The UK government updated its travel advice for the Philippines today (Wednesday, July 25), including parts of Cebu province with Mindanao and the Sulu archipelago as places to avoid.
The Foreign and Commonwealth Office (FCO) said all “non-essential” travel should be avoided due to the ongoing terror threat.
Non-essential travel to Mindanao (excluding Camiguin, Dinagat and Siargao Islands) and to southern Cebu (up to and including the municipalities of Dalaguete and Badian) should be avoided, it said.
The warning also said that terror attacks were “very likely” throughout the Philippines, including in Manila.
“The FCO advise against all travel to western and central Mindanao and the Sulu archipelago because of terrorist activity and clashes between the military and insurgent groups,” it said.
“Islamist militants continue have the capacity and intend to carry out attacks anywhere in the Philippines, including places frequented by people such as malls, airports, public transport and places of worship.
“You should remain vigilant at all times and report anything suspicious to the local authorities.
“Threats of kidnapping also continue as militants plan abduction operations against western nationals.
“This threat extends throughout the Philippines, both on land and at sea, but is particularly acute in the southern Philippines (Mindanao, Palawan and Central Visayas, including Siquijor and Dumaguete).”
Mindanao will remain under martial law until the end of the year as Islamic State-affiliated terrorists continue to hold out in Marawi.
The fighting is now in its third month, and has cost more than 500 lives.
It is estimated that up to half a million people have been displaced, and some 300 Christian residents are being held as human shields in the city’s main mosque.
The imposition of martial law was also cited by the travel alert.
It advised its citizens to monitor media reports and closely follow the instructions of authorities.
“A ‘state of national emergency on account of lawless violence’ remains in place across the rest of the country,
“Expect random checkpoints, security patrols and a more visible routine security presence,” the advisory said, adding that travellers should always carry identification.
On a more general note, the advisory warned about street crime, and urged visitors to be their best behaviour, saying: “Prison sentences in the Philippines are severe. The judicial system can result in long-term detention until a court hearing takes place.
“Detention facilities are far below UK standards. Don’t become involved with drugs of any kind. Penalties for importing and using illegal drugs are particularly severe.”
The advisory also contained warnings about typhoons, flooding, landslides and Zika virus.

**PROVIDED DATA**:
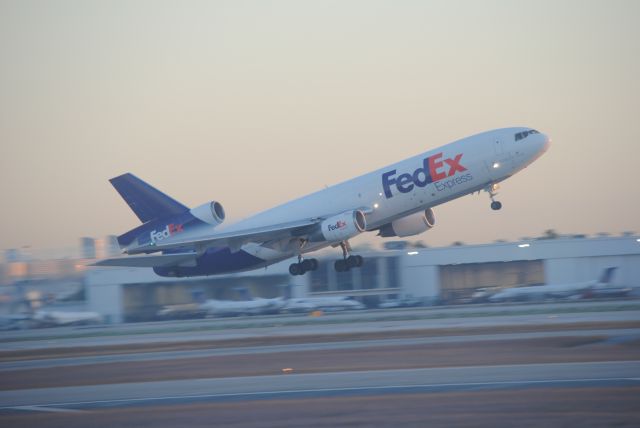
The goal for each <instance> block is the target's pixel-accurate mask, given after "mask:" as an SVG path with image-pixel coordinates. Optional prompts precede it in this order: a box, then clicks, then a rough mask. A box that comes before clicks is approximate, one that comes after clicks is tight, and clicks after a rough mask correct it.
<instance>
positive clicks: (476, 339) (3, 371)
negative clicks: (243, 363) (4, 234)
mask: <svg viewBox="0 0 640 428" xmlns="http://www.w3.org/2000/svg"><path fill="white" fill-rule="evenodd" d="M551 337H603V338H606V340H608V341H618V342H625V341H633V340H640V328H629V329H606V330H588V329H587V330H572V329H571V328H570V326H568V328H567V329H566V330H561V331H550V332H522V333H502V334H475V335H456V336H440V337H414V338H404V339H379V340H357V341H343V342H312V343H297V344H290V345H271V346H241V347H213V348H211V349H198V350H181V351H164V352H163V351H160V352H137V353H136V352H132V353H127V354H111V355H92V356H78V357H67V358H46V359H33V360H18V361H6V362H0V373H1V372H4V371H14V370H28V369H37V368H52V367H69V366H80V365H90V364H100V363H116V362H121V363H122V362H140V361H161V360H176V359H191V358H206V357H215V356H234V355H256V354H270V353H279V352H301V351H326V350H340V349H359V348H360V349H361V348H372V347H399V346H412V345H428V344H445V343H466V342H483V341H512V340H516V339H517V340H525V339H539V338H551Z"/></svg>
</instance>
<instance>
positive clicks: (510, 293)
mask: <svg viewBox="0 0 640 428" xmlns="http://www.w3.org/2000/svg"><path fill="white" fill-rule="evenodd" d="M616 269H618V268H617V267H608V268H606V269H605V270H604V271H603V272H602V275H600V278H599V279H597V280H592V281H585V282H577V283H573V284H545V285H534V286H528V287H512V288H505V289H504V290H502V291H499V292H498V293H496V294H494V295H492V296H489V299H488V300H489V301H490V302H507V301H514V300H535V299H544V298H571V297H575V296H580V297H581V296H583V295H585V294H588V293H591V292H592V290H594V289H598V290H599V289H604V288H606V287H609V286H610V284H611V278H612V277H613V273H614V272H615V271H616Z"/></svg>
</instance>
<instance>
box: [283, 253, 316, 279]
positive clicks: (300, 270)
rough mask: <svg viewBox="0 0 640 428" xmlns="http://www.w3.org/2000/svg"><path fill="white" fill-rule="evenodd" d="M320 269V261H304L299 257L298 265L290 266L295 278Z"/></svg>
mask: <svg viewBox="0 0 640 428" xmlns="http://www.w3.org/2000/svg"><path fill="white" fill-rule="evenodd" d="M316 269H318V259H304V260H303V259H302V256H298V263H292V264H291V265H290V266H289V273H290V274H291V275H293V276H296V275H304V274H305V273H307V272H310V271H312V270H316Z"/></svg>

**ACTIONS TO TAKE**:
• 1. Rewrite the paragraph in the article on UK travel advice for the Philippines that begins "Non-essential travel to Mindanao" more briefly, keeping its main facts.
• 2. In the article on UK travel advice for the Philippines, reproduce the passage from "The UK government" to "ongoing terror threat.", substituting "Foreign Office" for "Foreign and Commonwealth Office".

**ANSWER SET**:
• 1. The FCO said travelers should avoid non-essential trips to Mindanao, apart from Camiguin, Dinagat and Siargao Islands, and to southern Cebu as far as Dalaguete and Badian.

• 2.
The UK government updated its travel advice for the Philippines today (Wednesday, July 25), including parts of Cebu province with Mindanao and the Sulu archipelago as places to avoid.
The Foreign Office (FCO) said all “non-essential” travel should be avoided due to the ongoing terror threat.